▶ Ensemble des entrées:
..............................

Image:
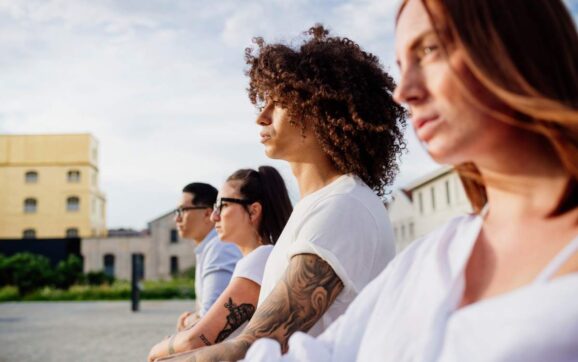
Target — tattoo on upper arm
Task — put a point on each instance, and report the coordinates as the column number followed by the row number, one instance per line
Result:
column 205, row 340
column 304, row 294
column 300, row 298
column 238, row 314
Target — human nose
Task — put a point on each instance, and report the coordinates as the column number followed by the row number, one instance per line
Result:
column 215, row 216
column 410, row 89
column 264, row 118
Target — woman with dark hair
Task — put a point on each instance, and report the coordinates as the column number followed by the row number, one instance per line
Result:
column 327, row 108
column 252, row 209
column 492, row 87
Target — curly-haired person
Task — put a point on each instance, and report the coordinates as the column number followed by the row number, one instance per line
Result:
column 327, row 109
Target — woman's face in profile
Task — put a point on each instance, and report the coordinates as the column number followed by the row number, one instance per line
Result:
column 232, row 220
column 453, row 129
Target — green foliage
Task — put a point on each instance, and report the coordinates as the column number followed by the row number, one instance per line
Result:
column 27, row 276
column 9, row 293
column 27, row 271
column 119, row 290
column 68, row 272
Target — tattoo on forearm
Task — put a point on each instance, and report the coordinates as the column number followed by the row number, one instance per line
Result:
column 205, row 340
column 305, row 293
column 172, row 344
column 238, row 314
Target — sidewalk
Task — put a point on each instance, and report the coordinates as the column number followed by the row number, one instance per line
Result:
column 84, row 331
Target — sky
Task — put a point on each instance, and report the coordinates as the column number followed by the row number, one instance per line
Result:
column 161, row 85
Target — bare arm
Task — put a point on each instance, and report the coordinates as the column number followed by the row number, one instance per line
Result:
column 301, row 297
column 232, row 309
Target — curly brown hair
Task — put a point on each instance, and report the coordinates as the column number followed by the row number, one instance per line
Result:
column 331, row 84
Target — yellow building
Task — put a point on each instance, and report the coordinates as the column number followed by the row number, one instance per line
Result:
column 49, row 187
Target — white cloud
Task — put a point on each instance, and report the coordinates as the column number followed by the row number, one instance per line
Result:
column 161, row 84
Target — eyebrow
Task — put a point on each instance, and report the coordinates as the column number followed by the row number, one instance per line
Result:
column 417, row 41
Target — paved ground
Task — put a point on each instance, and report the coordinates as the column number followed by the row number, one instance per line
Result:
column 84, row 331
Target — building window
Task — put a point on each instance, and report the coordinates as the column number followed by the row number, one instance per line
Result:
column 31, row 177
column 29, row 234
column 174, row 236
column 109, row 265
column 72, row 233
column 73, row 176
column 174, row 265
column 72, row 204
column 30, row 206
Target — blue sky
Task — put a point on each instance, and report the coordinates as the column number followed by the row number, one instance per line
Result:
column 160, row 84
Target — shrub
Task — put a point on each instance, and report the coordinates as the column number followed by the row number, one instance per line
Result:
column 68, row 272
column 29, row 272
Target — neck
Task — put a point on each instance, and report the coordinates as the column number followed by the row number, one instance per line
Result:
column 313, row 176
column 528, row 186
column 199, row 238
column 248, row 245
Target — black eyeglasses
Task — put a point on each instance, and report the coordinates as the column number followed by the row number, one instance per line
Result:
column 218, row 207
column 179, row 211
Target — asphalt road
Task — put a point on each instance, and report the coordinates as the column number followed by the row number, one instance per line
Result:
column 84, row 331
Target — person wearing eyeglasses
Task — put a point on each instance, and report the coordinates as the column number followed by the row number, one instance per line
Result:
column 327, row 108
column 252, row 209
column 215, row 260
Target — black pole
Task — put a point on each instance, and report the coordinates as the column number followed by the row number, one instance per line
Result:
column 135, row 291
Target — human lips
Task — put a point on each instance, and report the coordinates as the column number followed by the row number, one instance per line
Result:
column 425, row 126
column 264, row 137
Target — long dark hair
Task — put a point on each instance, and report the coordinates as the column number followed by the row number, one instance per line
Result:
column 524, row 53
column 267, row 187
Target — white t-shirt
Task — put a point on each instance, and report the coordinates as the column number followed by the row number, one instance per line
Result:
column 346, row 225
column 252, row 265
column 410, row 313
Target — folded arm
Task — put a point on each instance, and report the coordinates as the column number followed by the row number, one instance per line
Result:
column 233, row 308
column 301, row 297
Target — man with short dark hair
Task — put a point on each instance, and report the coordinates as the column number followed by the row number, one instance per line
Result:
column 216, row 260
column 327, row 109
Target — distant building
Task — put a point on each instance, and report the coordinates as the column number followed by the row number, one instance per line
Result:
column 49, row 187
column 426, row 204
column 163, row 253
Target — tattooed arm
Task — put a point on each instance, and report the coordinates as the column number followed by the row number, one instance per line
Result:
column 232, row 309
column 301, row 297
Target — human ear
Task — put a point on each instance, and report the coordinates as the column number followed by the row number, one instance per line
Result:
column 255, row 211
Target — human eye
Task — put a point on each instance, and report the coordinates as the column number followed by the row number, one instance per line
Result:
column 428, row 50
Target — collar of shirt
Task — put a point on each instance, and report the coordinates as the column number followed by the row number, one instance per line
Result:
column 210, row 236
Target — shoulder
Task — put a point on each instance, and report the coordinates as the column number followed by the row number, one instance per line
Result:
column 217, row 248
column 252, row 265
column 430, row 244
column 257, row 257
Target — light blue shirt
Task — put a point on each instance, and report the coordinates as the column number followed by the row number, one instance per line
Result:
column 216, row 261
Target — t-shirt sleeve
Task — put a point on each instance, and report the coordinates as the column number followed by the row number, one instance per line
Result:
column 342, row 338
column 344, row 233
column 252, row 266
column 219, row 264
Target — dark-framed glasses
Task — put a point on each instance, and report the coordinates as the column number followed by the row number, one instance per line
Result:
column 218, row 207
column 179, row 211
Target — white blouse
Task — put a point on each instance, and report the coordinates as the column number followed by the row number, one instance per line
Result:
column 410, row 312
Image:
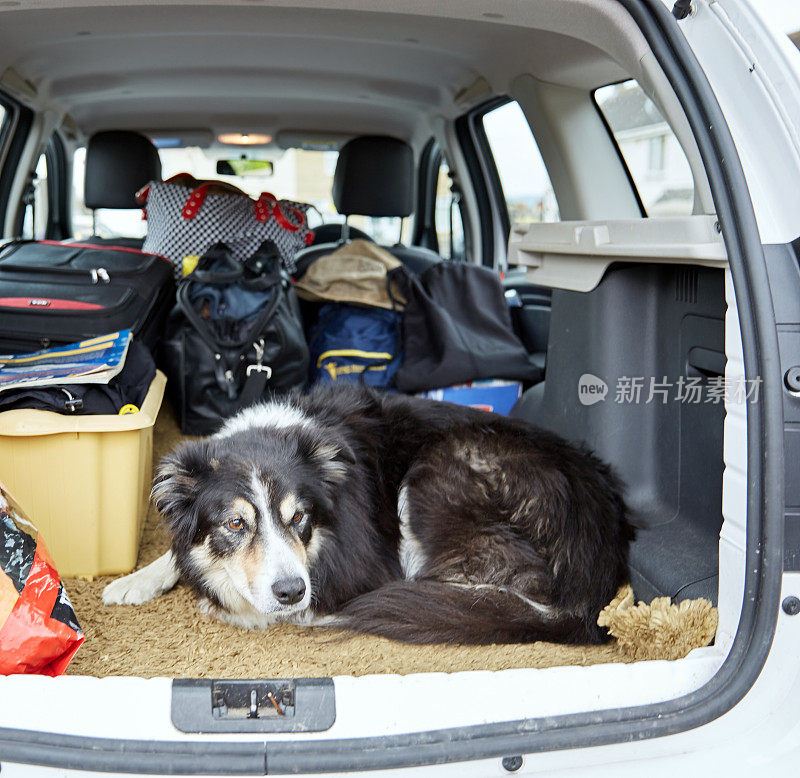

..............................

▶ Objectif visé: Présentez sous forme de liste numérotée uniquement la partie des entrées qui commence par la ligne contenant « Target — neck » et se termine par la ligne contenant « column 248, row 245 », ces deux lignes comprises. Omettez les lignes vides.

▶ Réponse attendue:
1. Target — neck
2. Task — put a point on each instance, and report the coordinates as the column number followed by the row number, one instance per line
3. Result:
4. column 313, row 176
5. column 528, row 186
6. column 199, row 238
7. column 248, row 245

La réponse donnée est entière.